EXERCISE GOAL
The records that follow are to be transcribed word for word.

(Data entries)
================

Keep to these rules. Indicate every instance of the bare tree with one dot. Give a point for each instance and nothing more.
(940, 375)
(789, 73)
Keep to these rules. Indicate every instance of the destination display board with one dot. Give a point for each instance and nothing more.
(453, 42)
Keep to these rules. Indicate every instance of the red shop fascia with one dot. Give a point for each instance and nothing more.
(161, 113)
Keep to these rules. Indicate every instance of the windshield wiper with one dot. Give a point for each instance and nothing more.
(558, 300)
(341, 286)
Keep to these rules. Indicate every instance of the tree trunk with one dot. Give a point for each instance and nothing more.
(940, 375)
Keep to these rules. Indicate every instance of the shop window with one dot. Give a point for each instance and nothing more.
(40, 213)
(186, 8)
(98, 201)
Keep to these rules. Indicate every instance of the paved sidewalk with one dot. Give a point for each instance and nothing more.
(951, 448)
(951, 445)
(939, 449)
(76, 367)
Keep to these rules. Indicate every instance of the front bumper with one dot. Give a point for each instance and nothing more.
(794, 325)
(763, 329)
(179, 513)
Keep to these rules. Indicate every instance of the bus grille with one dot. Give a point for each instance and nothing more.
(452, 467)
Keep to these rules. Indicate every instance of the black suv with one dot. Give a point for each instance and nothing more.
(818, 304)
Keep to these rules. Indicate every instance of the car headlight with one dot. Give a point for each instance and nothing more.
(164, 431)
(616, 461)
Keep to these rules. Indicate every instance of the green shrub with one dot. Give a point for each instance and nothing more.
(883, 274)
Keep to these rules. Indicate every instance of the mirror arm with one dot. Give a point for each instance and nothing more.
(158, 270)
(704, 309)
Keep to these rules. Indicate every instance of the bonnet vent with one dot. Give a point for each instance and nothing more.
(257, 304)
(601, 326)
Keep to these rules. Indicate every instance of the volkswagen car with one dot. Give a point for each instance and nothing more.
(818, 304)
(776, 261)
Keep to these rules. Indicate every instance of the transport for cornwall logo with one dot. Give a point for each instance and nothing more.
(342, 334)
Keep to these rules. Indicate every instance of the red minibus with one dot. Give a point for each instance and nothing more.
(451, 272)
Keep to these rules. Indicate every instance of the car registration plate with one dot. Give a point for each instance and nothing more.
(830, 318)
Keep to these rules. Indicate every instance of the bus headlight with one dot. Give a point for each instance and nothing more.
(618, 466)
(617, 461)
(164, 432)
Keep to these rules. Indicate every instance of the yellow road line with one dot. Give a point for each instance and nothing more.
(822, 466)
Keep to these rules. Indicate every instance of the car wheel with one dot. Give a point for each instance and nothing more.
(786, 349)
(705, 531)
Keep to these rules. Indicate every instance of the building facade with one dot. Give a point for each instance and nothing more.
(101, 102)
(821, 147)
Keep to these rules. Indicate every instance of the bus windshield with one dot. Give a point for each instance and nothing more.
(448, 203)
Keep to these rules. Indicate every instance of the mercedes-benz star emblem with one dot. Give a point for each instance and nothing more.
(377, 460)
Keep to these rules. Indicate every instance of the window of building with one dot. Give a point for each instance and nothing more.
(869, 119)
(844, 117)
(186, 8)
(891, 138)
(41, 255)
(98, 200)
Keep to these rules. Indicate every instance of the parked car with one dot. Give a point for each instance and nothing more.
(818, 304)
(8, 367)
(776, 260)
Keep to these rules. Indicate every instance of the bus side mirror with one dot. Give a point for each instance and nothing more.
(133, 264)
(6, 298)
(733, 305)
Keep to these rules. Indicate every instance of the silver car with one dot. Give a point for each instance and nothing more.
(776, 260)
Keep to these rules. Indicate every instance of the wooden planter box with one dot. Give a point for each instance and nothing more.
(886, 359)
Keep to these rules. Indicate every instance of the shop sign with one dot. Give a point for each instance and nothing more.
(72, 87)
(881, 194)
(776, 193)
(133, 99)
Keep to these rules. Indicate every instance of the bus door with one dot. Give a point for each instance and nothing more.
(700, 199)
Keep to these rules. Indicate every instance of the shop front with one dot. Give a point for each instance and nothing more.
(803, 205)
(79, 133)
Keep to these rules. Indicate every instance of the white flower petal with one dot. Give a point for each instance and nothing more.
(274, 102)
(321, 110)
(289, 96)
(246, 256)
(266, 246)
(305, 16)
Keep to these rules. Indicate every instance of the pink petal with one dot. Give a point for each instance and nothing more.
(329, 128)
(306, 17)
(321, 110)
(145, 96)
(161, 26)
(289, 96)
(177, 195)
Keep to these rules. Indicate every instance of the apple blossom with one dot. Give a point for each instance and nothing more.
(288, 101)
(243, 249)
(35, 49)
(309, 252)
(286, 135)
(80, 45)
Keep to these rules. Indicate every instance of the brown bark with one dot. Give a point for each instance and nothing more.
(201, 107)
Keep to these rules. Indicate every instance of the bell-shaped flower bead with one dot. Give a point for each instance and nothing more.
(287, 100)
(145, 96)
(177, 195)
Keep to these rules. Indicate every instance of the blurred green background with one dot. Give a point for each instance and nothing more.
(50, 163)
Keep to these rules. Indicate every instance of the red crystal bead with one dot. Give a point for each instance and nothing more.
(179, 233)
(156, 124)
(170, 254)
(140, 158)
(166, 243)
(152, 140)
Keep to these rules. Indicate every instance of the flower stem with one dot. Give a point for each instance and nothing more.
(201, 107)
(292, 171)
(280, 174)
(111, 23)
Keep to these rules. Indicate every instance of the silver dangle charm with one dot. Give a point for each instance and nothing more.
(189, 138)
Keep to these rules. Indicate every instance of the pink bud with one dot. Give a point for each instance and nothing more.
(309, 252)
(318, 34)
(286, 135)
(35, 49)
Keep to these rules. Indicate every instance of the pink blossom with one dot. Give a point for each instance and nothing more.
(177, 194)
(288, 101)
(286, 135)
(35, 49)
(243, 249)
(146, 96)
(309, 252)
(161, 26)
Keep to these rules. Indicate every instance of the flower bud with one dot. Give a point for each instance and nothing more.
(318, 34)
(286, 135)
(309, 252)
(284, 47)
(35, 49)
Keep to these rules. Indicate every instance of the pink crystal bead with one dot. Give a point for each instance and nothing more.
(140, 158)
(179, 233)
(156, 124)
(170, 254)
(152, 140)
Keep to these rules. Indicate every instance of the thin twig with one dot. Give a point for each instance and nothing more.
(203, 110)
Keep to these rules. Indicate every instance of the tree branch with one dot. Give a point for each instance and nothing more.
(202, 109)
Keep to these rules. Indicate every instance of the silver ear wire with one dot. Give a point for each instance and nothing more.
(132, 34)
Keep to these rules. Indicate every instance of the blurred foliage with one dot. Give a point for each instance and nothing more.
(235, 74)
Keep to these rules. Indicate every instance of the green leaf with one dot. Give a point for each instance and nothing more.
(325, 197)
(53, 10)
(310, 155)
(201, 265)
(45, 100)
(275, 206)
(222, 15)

================

EXERCISE SOLUTION
Keep to these rules. Indicate every instance of the bare tree with one dot. Give a point for each instance and nothing more.
(940, 375)
(789, 73)
Keep to these rules. Indicate every instance of the destination display board with one dot. Give a point for each instance and nothing more.
(453, 42)
Keep to these rules. Indicate every instance of the red shop fascia with one dot. Give a point for each instance and nothing more.
(161, 113)
Keep to these rules. Indicate every instance of the windshield wiper with one dot. Give a point for each instance and nothing more.
(558, 300)
(341, 286)
Keep to these rules. Indicate every instance of the tree trunk with one dot. Give a point for each instance and nothing more.
(940, 375)
Keep to these rules. Indicate every instance of the shop window with one dot. Give a point for each instance and nothing more.
(40, 213)
(186, 8)
(98, 201)
Keep to these rules. Indicate every instance of the paved sidewalk with one dot. Give a point for each instance and nothing more.
(951, 448)
(951, 445)
(939, 449)
(76, 367)
Keep to these rules. Indicate every instance of the front bumper with one dot. Give a point for each instance and nothing more.
(794, 325)
(763, 329)
(179, 513)
Keep to these rules. Indicate every instance of the bus grille with one dot. Give a point for each instance and nothing more.
(452, 467)
Keep to these rules. Indicate every instance of the black suv with one dot. Give a point for each instance and nothing more.
(818, 304)
Keep to these rules. Indicate every instance of the car headlight with one dot. Give a point for each instance and nothing more.
(164, 431)
(616, 461)
Keep to these rules. Indicate every instance of the green shrub with one dot. Give a point for each instance and nothing more.
(883, 274)
Keep to these rules. Indicate every instance of the mirror arm with one dot. Give a point for each instance and nothing more.
(158, 270)
(704, 309)
Keep to these rules. Indicate every instance of the bonnet vent with one dot. Give a point for each instance and nothing more.
(257, 304)
(601, 326)
Keep to these rules. Indicate every instance of the volkswagen car with one dot. Give a point for each instance and nothing more.
(818, 304)
(776, 261)
Keep to these rules. Indicate every instance of the transport for cornwall logo with one dot. Give a point for each instance and nothing more.
(342, 334)
Keep to these rules. Indicate every instance of the red minibus with one dot. Give a point for each instance and nothing more.
(451, 272)
Keep to these rules. Indicate every instance of the car registration plate with one dot. Give a point for each instance and nothing more.
(830, 318)
Keep to these rules. Indicate every instance of the bus headlight with one dot. Give a point for each instance and nothing more.
(618, 466)
(617, 461)
(164, 432)
Keep to these rules. Indicate every instance of the yellow road line with one dot. Give a point for each instance and nothing more.
(822, 466)
Keep to these rules. Indicate every instance of the car wheel with one dot. Give a point for each instance and nothing more.
(786, 349)
(705, 531)
Keep to these rules. Indicate every instance of the building facade with one dot. Give a point for each instance and nothing more.
(101, 102)
(821, 147)
Keep to these rules. Indicate every instance of the bus windshield with one dot. Give a point for each instance and nothing more.
(448, 203)
Keep to these rules. Indicate every instance of the mercedes-benz star emblem with one dot. Give a point for each instance and nothing more.
(377, 460)
Keep to these rules. Indicate every instance of the window of building with one dot. Give a point for each instance and nothing more.
(869, 119)
(844, 117)
(186, 8)
(891, 138)
(41, 255)
(98, 200)
Keep to these rules. Indicate every instance of the parked car with one dot. Give a point for each instance and nothing more.
(818, 304)
(8, 367)
(776, 260)
Keep to these rules. Indicate every instance of the bus side mirror with one dot. Give a point for each instance and nothing more.
(133, 264)
(6, 298)
(733, 305)
Keep to these rules. Indicate every instance of the silver car with one dot. Give a point for each instance and nothing more.
(776, 260)
Keep to these rules. Indicate every instance of the wooden planter box with one dot. Give a point for each instance and nothing more.
(886, 359)
Keep to these rules. Indicate every instance of the shop sign with one dot. Give a point for each instance and nothing more.
(72, 87)
(881, 194)
(776, 193)
(133, 99)
Keep to these rules. Indicate every instance of the bus door with one dot. Give a point for each instance and nothing more.
(700, 199)
Keep to these rules. Indicate every instance of the shop front with one dot. Give a point for each instance and nothing more.
(803, 205)
(79, 133)
Keep to these rules. Indicate every instance of the white flower petal with one dot. Give a point for each instance and nothing more.
(274, 102)
(321, 110)
(289, 96)
(246, 256)
(266, 246)
(305, 16)
Keep to these rules. Indicate every instance of the pink petal with one dot. Give a point for each instance and nothing more.
(329, 128)
(306, 17)
(321, 110)
(145, 96)
(161, 26)
(289, 96)
(177, 195)
Keep to these rules. Indicate every instance of the apple blossom with one dot. Give a point for each instance and nothing more.
(288, 101)
(243, 249)
(35, 49)
(309, 252)
(286, 135)
(80, 45)
Keep to these rules. Indicate every instance of the brown bark with one dot. Give a point for each instance and nothing more.
(201, 107)
Keep to these rules. Indicate every instance of the bell-shaped flower bead with one dot. Give a point for each instance and nothing more.
(287, 100)
(145, 96)
(177, 195)
Keep to these rules. Indicate every instance of the blurred green background with one dot. Give a point for each instance and nothing more.
(50, 163)
Keep to these rules. Indicate every instance of the red crystal bead with one dot. Give a point for each instance and nothing more.
(179, 233)
(156, 124)
(170, 254)
(140, 158)
(166, 243)
(152, 140)
Keep to these rules. Indicate every instance of the flower stem with one dot. Give a point for each instance and nothing more.
(201, 107)
(292, 171)
(280, 174)
(111, 23)
Keep to these rules. Indicate every instance of the silver dangle charm with one dot. Give a point for each instance and nothing more.
(189, 138)
Keep to these rules. Indicate every instance of the pink bud with one dot. Give a point for each instance and nothing more.
(309, 252)
(318, 34)
(286, 135)
(35, 49)
Keep to these rules. Indicate every instance of the pink blossom with one dot. Give a point for each instance and nothing more.
(177, 194)
(288, 101)
(286, 135)
(35, 49)
(243, 249)
(146, 96)
(309, 252)
(161, 26)
Keep to these rules. Indicate every instance of the flower bud with one dot. Give a point for each instance and nothing more.
(318, 34)
(286, 135)
(309, 252)
(284, 47)
(35, 49)
Keep to these rules. Indicate every instance of the pink crystal bead with one dot. Give a point for each instance and nothing more.
(140, 158)
(179, 233)
(156, 124)
(170, 254)
(152, 140)
Keep to these rules. Indicate every instance of the thin twig with one dot. Give a point for each instance and nothing more.
(203, 110)
Keep to these rules. Indicate every instance of the tree branch with one dot. Give a point for each instance and nothing more.
(202, 109)
Keep to these rules. Indicate every instance of the silver ear wire with one dot. Give a point for each instance and nothing more.
(132, 34)
Keep to these rules. Indicate every instance of the blurred foliage with one dot. Give a point for each instance and nothing more.
(235, 74)
Keep to these rules. Indicate every instance of the green leaf with one dot. Give a point for each instance and nothing more.
(325, 197)
(53, 10)
(310, 155)
(201, 265)
(45, 100)
(275, 206)
(222, 15)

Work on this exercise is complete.